*Esercizio*. Riporti il tratto che va dalla riga contenente "trace the outline of every instance of the apartment" fino alla riga contenente "[[[626,548],[626,4],[551,0],[592,502]]]", sostituendo "apartment building" con "residential tower" e lasciando invariato tutto il resto.

*Voci del dataset*.
++++++++++

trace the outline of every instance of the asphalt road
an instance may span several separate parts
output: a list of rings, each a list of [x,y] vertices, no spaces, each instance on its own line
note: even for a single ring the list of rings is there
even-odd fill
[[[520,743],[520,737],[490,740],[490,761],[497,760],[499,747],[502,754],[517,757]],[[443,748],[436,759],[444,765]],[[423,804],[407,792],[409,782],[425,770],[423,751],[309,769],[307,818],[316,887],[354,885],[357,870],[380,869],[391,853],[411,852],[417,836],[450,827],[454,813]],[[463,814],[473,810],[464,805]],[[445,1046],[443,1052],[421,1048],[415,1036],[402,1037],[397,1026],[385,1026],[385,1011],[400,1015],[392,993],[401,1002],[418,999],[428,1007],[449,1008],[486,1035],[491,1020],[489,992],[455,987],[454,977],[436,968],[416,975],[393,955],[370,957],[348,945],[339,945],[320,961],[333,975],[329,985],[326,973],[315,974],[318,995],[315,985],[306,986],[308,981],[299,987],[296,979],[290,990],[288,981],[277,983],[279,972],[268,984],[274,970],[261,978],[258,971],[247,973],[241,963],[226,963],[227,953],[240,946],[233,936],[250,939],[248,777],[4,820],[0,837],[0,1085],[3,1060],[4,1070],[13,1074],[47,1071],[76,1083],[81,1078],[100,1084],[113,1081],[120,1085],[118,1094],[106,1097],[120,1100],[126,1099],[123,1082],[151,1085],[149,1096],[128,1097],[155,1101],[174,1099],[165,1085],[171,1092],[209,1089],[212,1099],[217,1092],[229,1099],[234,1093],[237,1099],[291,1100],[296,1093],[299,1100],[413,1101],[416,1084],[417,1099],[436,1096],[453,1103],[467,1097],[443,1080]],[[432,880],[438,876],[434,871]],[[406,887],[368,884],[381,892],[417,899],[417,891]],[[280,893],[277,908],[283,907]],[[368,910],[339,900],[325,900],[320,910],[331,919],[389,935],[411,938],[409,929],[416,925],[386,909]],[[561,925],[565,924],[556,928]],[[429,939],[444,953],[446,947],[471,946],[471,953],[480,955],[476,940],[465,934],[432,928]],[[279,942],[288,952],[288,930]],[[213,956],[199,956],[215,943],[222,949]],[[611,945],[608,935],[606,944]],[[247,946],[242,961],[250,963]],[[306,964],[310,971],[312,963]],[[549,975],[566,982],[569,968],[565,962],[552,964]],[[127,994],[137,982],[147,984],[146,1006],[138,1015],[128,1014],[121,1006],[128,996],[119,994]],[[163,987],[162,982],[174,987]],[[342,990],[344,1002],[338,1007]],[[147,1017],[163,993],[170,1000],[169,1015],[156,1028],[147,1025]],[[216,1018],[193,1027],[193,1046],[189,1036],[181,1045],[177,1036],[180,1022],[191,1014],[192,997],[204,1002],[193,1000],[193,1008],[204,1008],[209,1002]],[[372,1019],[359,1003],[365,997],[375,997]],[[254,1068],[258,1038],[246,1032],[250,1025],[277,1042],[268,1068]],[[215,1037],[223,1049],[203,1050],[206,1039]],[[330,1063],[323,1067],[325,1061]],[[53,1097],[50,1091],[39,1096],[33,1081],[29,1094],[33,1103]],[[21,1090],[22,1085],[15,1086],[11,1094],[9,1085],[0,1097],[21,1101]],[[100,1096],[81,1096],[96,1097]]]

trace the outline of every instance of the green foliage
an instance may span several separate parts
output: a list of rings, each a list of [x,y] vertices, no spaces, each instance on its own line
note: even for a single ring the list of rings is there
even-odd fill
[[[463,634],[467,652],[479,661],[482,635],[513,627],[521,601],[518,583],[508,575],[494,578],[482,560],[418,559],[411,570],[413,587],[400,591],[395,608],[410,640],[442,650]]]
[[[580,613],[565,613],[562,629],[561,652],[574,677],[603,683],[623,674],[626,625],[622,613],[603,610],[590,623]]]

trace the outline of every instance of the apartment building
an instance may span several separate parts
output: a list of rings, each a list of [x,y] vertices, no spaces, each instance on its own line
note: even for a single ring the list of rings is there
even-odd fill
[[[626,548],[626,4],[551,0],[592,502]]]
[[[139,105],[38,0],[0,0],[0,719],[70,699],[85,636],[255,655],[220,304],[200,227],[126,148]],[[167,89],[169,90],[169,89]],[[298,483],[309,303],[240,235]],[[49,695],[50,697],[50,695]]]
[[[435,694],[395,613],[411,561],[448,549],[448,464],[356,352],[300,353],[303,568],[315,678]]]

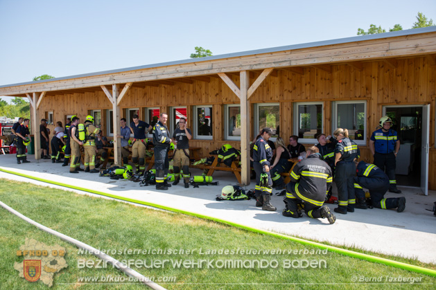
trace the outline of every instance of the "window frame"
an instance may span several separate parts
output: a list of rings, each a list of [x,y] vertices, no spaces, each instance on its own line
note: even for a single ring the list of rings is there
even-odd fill
[[[367,102],[366,100],[341,100],[334,101],[331,104],[331,134],[337,129],[338,127],[338,105],[354,105],[354,104],[363,104],[363,110],[365,112],[364,124],[363,124],[363,140],[353,140],[356,142],[356,144],[360,146],[366,146],[367,138]],[[347,129],[347,128],[345,128]]]
[[[299,128],[298,128],[298,123],[299,123],[299,120],[298,120],[298,107],[300,105],[320,105],[322,106],[322,117],[321,118],[321,131],[324,131],[324,119],[325,118],[325,114],[324,114],[324,109],[325,109],[325,104],[324,103],[324,102],[295,102],[294,103],[294,116],[293,116],[293,123],[294,123],[294,134],[293,135],[296,135],[298,136],[298,133],[299,133]],[[298,138],[298,143],[302,144],[302,143],[304,143],[304,144],[317,144],[318,143],[318,141],[317,140],[316,138]]]
[[[241,104],[227,104],[224,106],[224,138],[229,141],[241,141],[241,136],[229,136],[229,107],[237,107],[241,111]]]
[[[192,129],[193,130],[193,138],[194,139],[198,139],[198,140],[213,140],[213,130],[212,130],[212,134],[211,136],[208,136],[208,135],[199,135],[197,134],[197,132],[198,131],[198,122],[197,122],[197,118],[198,118],[198,115],[197,115],[197,109],[198,108],[210,108],[212,114],[213,113],[213,106],[211,105],[195,105],[195,106],[193,106],[193,116],[194,116],[194,118],[193,120],[193,124],[192,124]],[[213,123],[213,120],[212,120],[212,123]],[[211,126],[211,128],[212,127],[212,124],[209,124],[209,126]]]
[[[266,106],[279,106],[279,117],[280,117],[280,103],[279,102],[257,102],[253,104],[253,113],[254,115],[254,122],[253,126],[253,136],[256,136],[259,134],[259,131],[261,131],[261,128],[259,127],[259,107],[266,107]],[[280,120],[279,120],[279,124],[280,124]],[[270,138],[272,142],[275,142],[277,140],[277,137],[271,137]]]

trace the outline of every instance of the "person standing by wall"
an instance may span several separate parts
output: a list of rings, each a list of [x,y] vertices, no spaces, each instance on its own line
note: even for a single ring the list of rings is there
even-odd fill
[[[389,191],[401,193],[396,188],[395,168],[396,167],[396,154],[400,151],[400,141],[396,131],[390,129],[392,120],[387,116],[381,117],[378,125],[381,128],[372,132],[369,139],[369,150],[374,156],[374,164],[389,177]]]

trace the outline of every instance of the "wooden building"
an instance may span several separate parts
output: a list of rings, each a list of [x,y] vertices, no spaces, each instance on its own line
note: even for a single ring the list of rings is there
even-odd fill
[[[247,147],[262,127],[286,143],[297,135],[306,145],[345,127],[372,162],[369,137],[389,114],[403,143],[397,180],[409,176],[426,192],[427,185],[436,190],[435,81],[433,26],[3,85],[0,96],[28,98],[33,124],[92,114],[110,136],[121,118],[128,123],[135,113],[150,123],[167,112],[171,132],[186,115],[190,144],[203,156],[225,143],[241,149],[245,184]],[[37,147],[39,126],[33,128]]]

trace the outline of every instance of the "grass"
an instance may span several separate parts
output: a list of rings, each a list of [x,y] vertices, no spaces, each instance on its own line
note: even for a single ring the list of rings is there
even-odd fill
[[[362,287],[397,288],[398,282],[389,282],[386,277],[420,279],[420,289],[434,289],[436,278],[410,272],[380,264],[374,264],[334,253],[324,254],[292,255],[233,255],[225,253],[206,254],[207,251],[229,249],[244,250],[317,250],[316,248],[268,235],[254,233],[232,226],[198,218],[154,210],[125,203],[77,194],[73,192],[42,187],[27,183],[0,179],[0,201],[28,217],[72,237],[96,248],[115,249],[185,249],[193,253],[182,255],[143,253],[110,253],[120,260],[224,260],[238,259],[265,260],[268,263],[274,260],[278,266],[265,269],[207,269],[203,267],[177,268],[167,263],[164,268],[132,268],[148,277],[175,277],[175,282],[158,284],[168,289],[360,289]],[[85,284],[81,277],[112,275],[127,276],[108,265],[106,269],[79,269],[78,261],[98,259],[89,254],[79,253],[77,248],[59,238],[41,231],[33,226],[0,209],[0,285],[1,289],[46,289],[41,282],[30,283],[18,276],[13,268],[15,262],[22,257],[15,255],[24,244],[26,237],[33,238],[47,245],[58,244],[65,247],[65,260],[68,268],[55,274],[55,289],[139,289],[137,284]],[[200,252],[200,248],[201,252]],[[358,249],[349,249],[369,253]],[[374,254],[399,262],[435,269],[434,264],[419,261]],[[326,268],[285,269],[284,261],[325,260]],[[216,266],[216,264],[213,264]],[[219,266],[219,264],[218,265]],[[354,277],[376,279],[382,281],[354,283]],[[156,280],[156,282],[157,282]],[[383,284],[379,284],[383,283]],[[412,287],[415,284],[402,284]]]

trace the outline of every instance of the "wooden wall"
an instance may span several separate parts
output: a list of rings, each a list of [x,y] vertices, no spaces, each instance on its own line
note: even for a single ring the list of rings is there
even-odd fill
[[[434,58],[434,57],[433,57]],[[436,65],[429,57],[361,62],[359,70],[347,64],[334,64],[331,71],[319,67],[304,66],[303,73],[286,69],[268,76],[250,98],[252,103],[279,102],[281,135],[287,140],[293,132],[293,108],[296,102],[323,102],[324,107],[324,132],[331,134],[331,102],[334,100],[365,100],[367,103],[367,136],[371,136],[381,117],[382,106],[392,105],[430,104],[430,188],[436,190],[436,149],[435,147],[435,98],[436,97]],[[360,67],[359,67],[360,68]],[[238,77],[230,75],[238,84]],[[255,76],[255,75],[254,75]],[[252,83],[254,78],[250,80]],[[132,87],[120,106],[129,107],[159,107],[161,111],[169,113],[173,106],[212,105],[214,120],[213,141],[191,141],[192,146],[202,147],[202,154],[216,149],[224,143],[239,147],[239,142],[223,140],[223,105],[239,103],[238,98],[219,78],[210,78],[210,82],[194,80],[193,84],[175,82],[173,85]],[[189,107],[191,108],[191,107]],[[64,123],[66,114],[78,114],[84,118],[91,109],[112,109],[111,103],[101,92],[47,96],[40,107],[40,116],[53,111],[55,122]],[[122,114],[123,114],[123,111]],[[140,110],[140,114],[142,114]],[[192,127],[189,109],[188,123]],[[102,111],[102,123],[105,124]],[[143,116],[140,116],[140,118]],[[219,122],[218,122],[219,120]],[[54,127],[54,126],[53,126]],[[52,129],[52,128],[51,128]],[[252,132],[251,133],[252,135]],[[250,138],[253,138],[251,136]],[[362,158],[372,162],[367,145],[360,147]]]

++++++++++

*Risultato*.
trace the outline of every instance of the residential tower
an instance may span several separate parts
output: a list of rings, each a list of [x,y] vertices, no spaces, each instance on its own line
note: even for a single ring the list of rings is there
even-odd fill
[[[626,548],[626,4],[551,0],[592,502]]]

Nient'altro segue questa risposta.